• TASKS
**A)** Retype the part of the West Virginia teacher strike article starting with "Early last week, in" and going on through "the Senate’s bill.".
**B)** Continue the West Virginia teacher strike article from the point where it stops.

• PAGE TEXT
America sadly once again was shaken to our core 2 weeks ago as 17 kids were murdered in Parkland, Florida while attending school. It energized a new student movement and renewed a conversation about gun control. But while the Florida massacre and its aftermath events were occurring, a non-shooting death of school kids started taking place in another part of the country. Now, this non-shooting death of school kids threatens to spread to yet another part of our country. Potentially affecting thousands more of America’s most precious commodity, the nations school kids.
On February 22 20,000 West Virginia teachers walked off the job to participate in a statewide teacher strike. This brought classes for about 277,000 students to an abrupt halt, starting the non-shooting death of school kids by teacher strike throughout the state. The teacher strike came following an announcement from West Virginia Governor Jim Justice, saying he had signed a bill that would give teachers a 2 percent raise as of July 1 and a 1 percent raise each of the following two years.
Teachers argued that those raises would be swallowed up by premium hikes and benefits cuts from the Public Employee Insurance Agency (PEIA), the teacher’s health insurance provider. While PEIA board members had frozen benefit cuts for a year, teachers said a temporary freeze would not help in the long-term. The average starting salary for a teacher in West Virginia is $32,435 per year, while the average teacher’s salary is $44,701, according to the West Virginia Education Association, making West Virginia teachers some of the lowest paid in the country.
Early last week, in an attempt to head off the teacher strike, Gov. Justice agreed to meet the demands of teachers and service personnel and give them a 5 percent raise. Because West Virginia is not a collective bargaining state, the raise had to first be passed as a law in order for it to be brought into effect. The House of Delegates approved the measure but Saturday the state Senate approved a bill that reduced the proposed pay rise from 5 percent to 4 percent, which upset teachers. The House, which had previously approved the 5 percent pay rise, rejected the Senate’s bill.

• DATA EXCERPTS
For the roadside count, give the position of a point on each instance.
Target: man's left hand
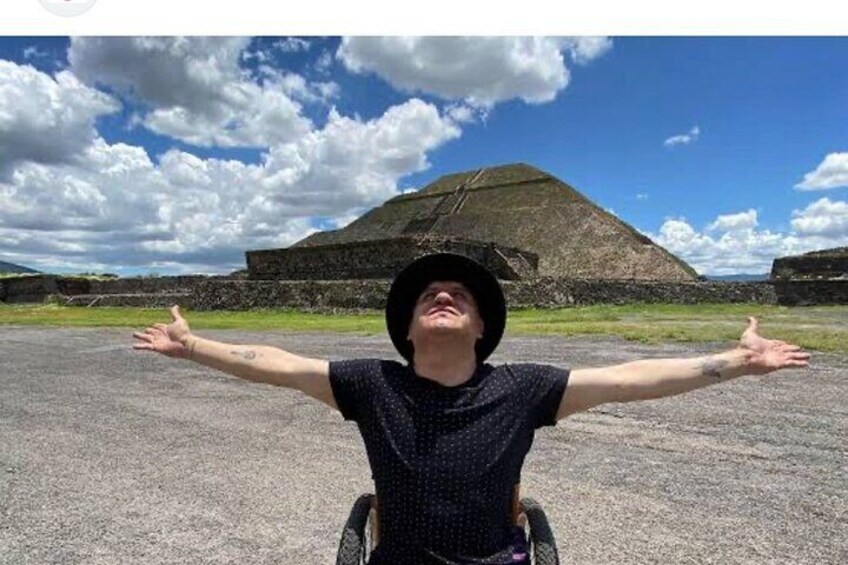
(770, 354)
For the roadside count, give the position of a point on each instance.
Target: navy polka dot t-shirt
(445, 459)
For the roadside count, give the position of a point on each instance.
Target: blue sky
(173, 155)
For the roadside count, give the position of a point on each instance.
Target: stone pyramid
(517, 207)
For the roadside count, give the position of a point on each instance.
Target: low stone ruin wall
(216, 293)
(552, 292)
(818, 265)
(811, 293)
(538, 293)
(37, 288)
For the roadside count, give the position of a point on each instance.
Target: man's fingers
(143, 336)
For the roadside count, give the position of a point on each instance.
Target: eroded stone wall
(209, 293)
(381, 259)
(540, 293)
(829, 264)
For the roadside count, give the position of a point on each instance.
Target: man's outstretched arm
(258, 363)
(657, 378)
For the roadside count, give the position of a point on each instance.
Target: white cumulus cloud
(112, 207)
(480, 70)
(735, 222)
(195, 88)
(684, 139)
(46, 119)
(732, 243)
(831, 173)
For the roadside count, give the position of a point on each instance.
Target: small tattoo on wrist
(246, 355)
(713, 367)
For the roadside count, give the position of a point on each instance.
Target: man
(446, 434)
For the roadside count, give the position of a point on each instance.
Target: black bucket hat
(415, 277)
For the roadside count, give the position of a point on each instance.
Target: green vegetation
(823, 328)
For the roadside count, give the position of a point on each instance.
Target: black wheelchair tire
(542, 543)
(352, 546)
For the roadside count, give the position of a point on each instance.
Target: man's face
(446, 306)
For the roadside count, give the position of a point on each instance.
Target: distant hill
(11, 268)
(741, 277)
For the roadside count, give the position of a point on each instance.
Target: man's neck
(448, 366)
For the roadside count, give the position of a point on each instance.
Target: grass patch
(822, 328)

...

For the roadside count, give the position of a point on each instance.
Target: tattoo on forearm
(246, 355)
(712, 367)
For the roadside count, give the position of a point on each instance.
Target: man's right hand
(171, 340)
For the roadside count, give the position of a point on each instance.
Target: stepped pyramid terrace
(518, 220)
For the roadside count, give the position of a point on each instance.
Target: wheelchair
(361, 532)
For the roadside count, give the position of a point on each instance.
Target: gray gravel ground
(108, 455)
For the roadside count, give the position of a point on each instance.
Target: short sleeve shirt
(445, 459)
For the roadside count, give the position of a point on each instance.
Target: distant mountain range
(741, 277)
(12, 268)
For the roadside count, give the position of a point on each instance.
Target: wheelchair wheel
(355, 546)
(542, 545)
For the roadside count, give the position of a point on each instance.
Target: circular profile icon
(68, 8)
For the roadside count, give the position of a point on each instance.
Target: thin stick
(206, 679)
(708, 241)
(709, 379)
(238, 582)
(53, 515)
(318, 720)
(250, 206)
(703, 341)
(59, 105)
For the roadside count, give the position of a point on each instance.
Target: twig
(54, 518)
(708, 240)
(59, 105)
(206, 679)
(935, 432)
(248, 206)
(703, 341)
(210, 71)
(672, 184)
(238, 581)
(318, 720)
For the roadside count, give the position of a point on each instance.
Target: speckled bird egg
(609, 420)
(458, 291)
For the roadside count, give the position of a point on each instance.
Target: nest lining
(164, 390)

• ANSWERS IN ORDER
**A)**
Early last week, in an attempt to head off the teacher strike, Gov. Justice agreed to meet the demands of teachers and service personnel and give them a 5 percent raise. Because West Virginia is not a collective bargaining state, the raise had to first be passed as a law in order for it to be brought into effect. The House of Delegates approved the measure but Saturday the state Senate approved a bill that reduced the proposed pay rise from 5 percent to 4 percent, which upset teachers. The House, which had previously approved the 5 percent pay rise, rejected the Senate’s bill.

**B)**
Fortunately this morning the Senate came to its senses and did the right thing. Gov. Justice tweeted the good news:
We have reached a deal. I stood rock solid on the 5% Teacher pay raise and delivered. Not only this, but my staff and I made additional cuts which will give all State employees 5% as well. All the focus should have always been on fairness and getting the kids back in school.
— Governor Jim Justice (@WVGovernor) March 6, 2018
The West Virginia non-shooting death of school kids is, fortunately, coming to an end, but it’s a signpost of other non-shooting deaths of school kids by teacher strike to come if we don’t adequately pay teachers.
“I never dreamed 19 years ago when I started teaching that I would have to work a second job to provide for my kids,” Rebecca Diamond, a second-grade teacher at Kellogg Elementary School who also works as a cashier at Hardee’s on the weekend, told Huff Post’s, Dave Jamieson. “I knew teaching wouldn’t make [me] billions, but I thought it would be enough.” The last across-the-board raise for teachers and other public employees came in 2014. Coupled with increasing deductions for health premiums, that means some workers have actually seen their take-home pay go down in recent years, according to Christine Campbell, president of the American Federation of Teachers-West Virginia.
“I don’t think people recognize how dire it is, and how it directly impacts students’ learning,” Campbell said. “Teacher vacancies are increasing. There are classrooms with no teacher of record. … We’ve actually been educating teachers at our universities in West Virginia and they’re not staying here.” The pain is not limited to West Virginia, and if things don’t change the non-shooting killing of school kids won’t be limited to there either.
Echoing West Virginia teachers grievances for more pay and more staff, Oklahoma teachers and a newly formed group “Oklahoma Teacher Walkout – The Time Is Now!” are calling for a teacher strike. The state’s 41,000 teachers could walk off the job as soon as April 2, the group’s leader said. “A walkout would be the last resort, but we want more money for education in the state, that means more money for supplies, more staff and pay raises so teachers will stay,” said the group’s leader, Alberto Morejon. “Teachers are leaving left and right, we’re the lowest paid in the country,” said Morejon, an eighth-grade history teacher in Stillwater, OK, about 66 miles northeast of Oklahoma City.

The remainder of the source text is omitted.